# DIRECTIONS FOR THIS TASK:
Convert the entries from the line containing "Reviewer note: verify one keypoint per instance of the cumulus" through the end of the entries into a JSON list of strings, one string per line, with blank lines left out.

# DATASET EXCERPTS:
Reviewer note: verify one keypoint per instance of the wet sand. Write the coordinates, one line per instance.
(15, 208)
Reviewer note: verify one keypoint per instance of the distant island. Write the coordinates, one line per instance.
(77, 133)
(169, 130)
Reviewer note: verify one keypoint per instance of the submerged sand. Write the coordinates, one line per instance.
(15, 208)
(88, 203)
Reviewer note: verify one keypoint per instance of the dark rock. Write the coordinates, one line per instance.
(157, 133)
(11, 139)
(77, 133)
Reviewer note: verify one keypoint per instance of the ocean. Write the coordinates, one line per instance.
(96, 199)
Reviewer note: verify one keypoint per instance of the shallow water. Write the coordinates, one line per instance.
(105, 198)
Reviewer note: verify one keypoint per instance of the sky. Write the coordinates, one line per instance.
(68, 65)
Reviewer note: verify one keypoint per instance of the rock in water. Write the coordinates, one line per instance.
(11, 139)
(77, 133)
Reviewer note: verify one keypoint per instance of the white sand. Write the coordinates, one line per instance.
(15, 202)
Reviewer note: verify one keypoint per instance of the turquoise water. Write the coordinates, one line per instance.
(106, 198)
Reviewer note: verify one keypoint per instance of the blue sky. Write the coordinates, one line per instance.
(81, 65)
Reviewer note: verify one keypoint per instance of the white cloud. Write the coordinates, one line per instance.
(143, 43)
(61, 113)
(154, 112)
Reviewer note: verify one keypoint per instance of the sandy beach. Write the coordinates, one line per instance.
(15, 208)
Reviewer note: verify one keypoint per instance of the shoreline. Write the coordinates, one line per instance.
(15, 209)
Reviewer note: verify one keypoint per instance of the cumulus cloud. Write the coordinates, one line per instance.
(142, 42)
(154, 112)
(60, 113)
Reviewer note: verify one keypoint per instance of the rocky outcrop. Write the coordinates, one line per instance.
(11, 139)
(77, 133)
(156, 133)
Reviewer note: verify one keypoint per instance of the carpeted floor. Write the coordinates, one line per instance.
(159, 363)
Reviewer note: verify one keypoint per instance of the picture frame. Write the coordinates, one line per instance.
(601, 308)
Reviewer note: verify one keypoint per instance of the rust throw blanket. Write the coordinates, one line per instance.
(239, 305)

# EXERCISE ANSWER:
[
  "Reviewer note: verify one keypoint per instance of the cumulus cloud. Write the coordinates, one line per instance.",
  "(142, 42)",
  "(154, 112)",
  "(60, 113)",
  "Reviewer note: verify one keypoint per instance of the rocky outcrop. Write the coordinates, one line per instance.",
  "(11, 139)",
  "(77, 133)",
  "(156, 133)",
  "Reviewer note: verify one keypoint per instance of the carpeted floor. Write the coordinates, one line per instance.",
  "(159, 363)",
  "Reviewer note: verify one keypoint per instance of the picture frame. Write the coordinates, one line per instance.",
  "(601, 308)",
  "Reviewer note: verify one keypoint per instance of the rust throw blanket. Write the coordinates, one line per instance.",
  "(239, 305)"
]